Task details: All entries below need to be written out exactly, but without their pictures.

(Named-object pointing records)
----------

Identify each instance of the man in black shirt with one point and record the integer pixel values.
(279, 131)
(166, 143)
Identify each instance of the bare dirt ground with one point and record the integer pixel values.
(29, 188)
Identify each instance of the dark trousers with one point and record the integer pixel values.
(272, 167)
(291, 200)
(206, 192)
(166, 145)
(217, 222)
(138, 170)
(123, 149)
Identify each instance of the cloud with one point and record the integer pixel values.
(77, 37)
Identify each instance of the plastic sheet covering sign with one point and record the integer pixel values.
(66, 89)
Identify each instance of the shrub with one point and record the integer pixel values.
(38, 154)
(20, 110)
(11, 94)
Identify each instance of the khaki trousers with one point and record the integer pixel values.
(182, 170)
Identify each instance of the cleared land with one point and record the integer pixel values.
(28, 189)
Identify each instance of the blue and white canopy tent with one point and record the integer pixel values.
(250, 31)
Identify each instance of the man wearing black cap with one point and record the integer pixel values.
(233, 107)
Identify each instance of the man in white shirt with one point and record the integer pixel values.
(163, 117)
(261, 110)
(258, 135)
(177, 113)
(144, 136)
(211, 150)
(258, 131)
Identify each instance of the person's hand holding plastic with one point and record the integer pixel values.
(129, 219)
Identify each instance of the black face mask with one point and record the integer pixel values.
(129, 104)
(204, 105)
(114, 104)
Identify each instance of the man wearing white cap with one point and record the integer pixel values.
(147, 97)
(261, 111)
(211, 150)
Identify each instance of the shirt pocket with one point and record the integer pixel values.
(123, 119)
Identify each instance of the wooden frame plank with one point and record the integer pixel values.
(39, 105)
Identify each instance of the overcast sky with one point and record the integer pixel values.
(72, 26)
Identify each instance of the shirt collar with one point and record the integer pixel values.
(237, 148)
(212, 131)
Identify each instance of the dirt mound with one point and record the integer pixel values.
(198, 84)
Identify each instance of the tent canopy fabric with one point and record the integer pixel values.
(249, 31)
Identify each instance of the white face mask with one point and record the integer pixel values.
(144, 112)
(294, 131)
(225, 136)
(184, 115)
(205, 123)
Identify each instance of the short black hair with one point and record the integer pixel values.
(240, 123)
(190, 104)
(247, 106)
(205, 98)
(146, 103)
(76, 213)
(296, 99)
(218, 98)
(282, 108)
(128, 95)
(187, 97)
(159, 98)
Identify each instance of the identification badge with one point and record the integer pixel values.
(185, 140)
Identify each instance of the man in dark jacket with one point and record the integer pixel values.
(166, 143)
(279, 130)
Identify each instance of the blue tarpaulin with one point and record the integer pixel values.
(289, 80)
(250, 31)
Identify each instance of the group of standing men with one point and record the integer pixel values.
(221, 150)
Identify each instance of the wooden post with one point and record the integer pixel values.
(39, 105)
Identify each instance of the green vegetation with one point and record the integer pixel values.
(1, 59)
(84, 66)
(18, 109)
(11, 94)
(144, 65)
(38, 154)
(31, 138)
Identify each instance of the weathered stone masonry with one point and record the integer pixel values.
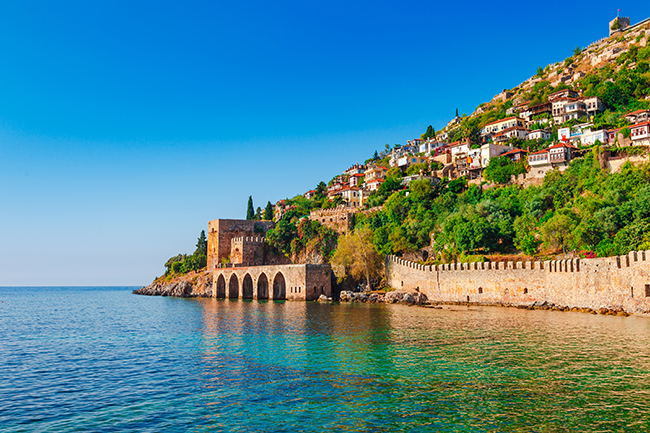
(253, 271)
(291, 282)
(614, 283)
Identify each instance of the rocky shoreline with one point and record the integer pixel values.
(191, 285)
(199, 284)
(396, 297)
(420, 299)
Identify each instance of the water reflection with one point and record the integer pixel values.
(391, 368)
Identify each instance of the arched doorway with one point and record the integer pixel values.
(262, 287)
(221, 287)
(233, 287)
(247, 287)
(279, 287)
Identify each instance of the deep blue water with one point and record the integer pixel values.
(102, 359)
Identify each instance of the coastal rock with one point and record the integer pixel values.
(193, 284)
(408, 298)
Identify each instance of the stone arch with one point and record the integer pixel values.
(233, 287)
(262, 287)
(247, 287)
(221, 287)
(279, 287)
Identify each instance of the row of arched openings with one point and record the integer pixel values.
(231, 289)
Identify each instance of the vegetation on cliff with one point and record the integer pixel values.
(183, 263)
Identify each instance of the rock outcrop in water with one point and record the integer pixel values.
(193, 284)
(396, 297)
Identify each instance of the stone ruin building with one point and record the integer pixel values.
(245, 267)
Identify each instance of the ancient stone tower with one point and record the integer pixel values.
(221, 233)
(618, 24)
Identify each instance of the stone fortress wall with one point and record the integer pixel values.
(339, 219)
(246, 249)
(273, 282)
(619, 283)
(222, 231)
(243, 266)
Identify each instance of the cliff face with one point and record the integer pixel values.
(193, 284)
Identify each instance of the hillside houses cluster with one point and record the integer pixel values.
(460, 158)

----------

Response for this exercise:
Identify each instance of the man in black shirt with one point and record the integer pixel values.
(279, 131)
(166, 143)
Identify each instance of the bare dirt ground with one point and record the integer pixel values.
(29, 188)
Identify each instance of the dark trousers with one point and record the integer pixel values.
(272, 167)
(291, 200)
(206, 192)
(166, 145)
(217, 222)
(138, 170)
(123, 149)
Identify each instance of the cloud with one point and record the integer pixel values.
(77, 37)
Identify each instance of the plastic sheet covering sign with one point and record the integer pixel values.
(66, 89)
Identify each instance of the shrub with one point and record the integer pixel values.
(38, 154)
(20, 110)
(11, 94)
Identify each instance of the khaki trousers with one point and record the integer pixel values.
(182, 170)
Identify each instance of the cleared land with one point and record the integer pixel values.
(28, 189)
Identify each instance of the blue and white canopy tent with one point and record the integer pixel values.
(250, 31)
Identify each instance of the man wearing black cap with one point and record the integer pixel values.
(233, 107)
Identify each instance of the man in white shirt with one point and record the integer pixel values.
(163, 117)
(261, 110)
(258, 135)
(177, 113)
(144, 136)
(211, 150)
(258, 131)
Identify each instance of the person's hand holding plastic with one point and record the integer pixel values.
(129, 219)
Identify each instance of the black face mask with one point and record the integer pixel values.
(129, 104)
(204, 105)
(114, 104)
Identify each instance of the man wearing white cap with one point and record the integer pixel values.
(147, 97)
(261, 111)
(211, 150)
Identify each instance of the shirt pocket with one point and record the integer pixel values.
(123, 119)
Identify each instance of the wooden frame plank with one point and record the integer pixel values.
(39, 105)
Identify each instance of the overcast sky with one point and record the integer pixel values.
(72, 26)
Identify each instance of the shirt collar with one point and record the integer pixel values.
(237, 148)
(212, 131)
Identify each instance of the dirt mound with one point and record the integer pixel values.
(198, 84)
Identify each instance of the tent canopy fabric with one point and record the integer pixel values.
(249, 31)
Identify each instance of the white face mask with one point and record the integer pixel values.
(144, 112)
(294, 131)
(225, 136)
(184, 115)
(205, 123)
Identify each instance of the short black hair with one point and record the integer pixel values.
(240, 123)
(190, 104)
(247, 106)
(205, 98)
(146, 103)
(76, 213)
(296, 99)
(218, 98)
(282, 108)
(128, 95)
(187, 97)
(159, 98)
Identify each instance of the identification badge with one point and record the integer pixel values.
(185, 140)
Identify each instance of the man in dark jacket with one point and record the integer pixel values.
(166, 143)
(279, 130)
Identify each instance of the blue tarpaulin with one point and record the integer pixel values.
(289, 80)
(250, 31)
Identify each instance of the group of standing men with one point and record the integer pixel values.
(221, 150)
Identify each instance of the wooden post with one point and record the integer pixel values.
(39, 105)
Identify each instance of the green vegetation with one point and record the integer pixel values.
(1, 59)
(84, 66)
(18, 109)
(11, 94)
(144, 65)
(38, 154)
(31, 138)
Identify each instance of the weathered stone masonry with one point and record the integer pixel values.
(253, 271)
(291, 282)
(614, 283)
Identify each instance of the rocky shoreline with one point and record the integer pixel values.
(191, 285)
(199, 284)
(396, 297)
(420, 299)
Identify each instance of the water reflection with one point and record the integer pixel values.
(391, 368)
Identify each instance of the arched doorway with one point and record the integer pixel values.
(262, 287)
(221, 287)
(233, 287)
(247, 287)
(279, 287)
Identify each instance of the deep blue water with one point and record the integer pixel values.
(102, 359)
Identify each instance of the coastal rock with one point and record the integer pixel values.
(193, 284)
(408, 298)
Identify each instance of the stone arch with one point and record the integer pixel values.
(233, 287)
(262, 287)
(247, 287)
(221, 287)
(279, 287)
Identify each instance of the row of arched openings with one point and record the integer pixel values.
(231, 289)
Identify each instance of the vegetation on cliff with one point and record the integer pixel values.
(183, 263)
Identify each instance of the rock outcrop in water with one point and record the integer pixel values.
(193, 284)
(396, 297)
Identify each instance of the stone ruin building with one point and record the integer pixel values.
(245, 267)
Identify each instance of the ancient stone tower with one point and record the integer pixel values.
(221, 233)
(618, 24)
Identify each instance of the stone fortress wall with one point and record the integer pixel values.
(339, 219)
(246, 249)
(273, 282)
(619, 283)
(222, 231)
(243, 266)
Identify each instance of the cliff face with one point and record the integer pixel values.
(193, 284)
Identify each instance of the hillside houses cluster with one point and record the integer pixel values.
(460, 158)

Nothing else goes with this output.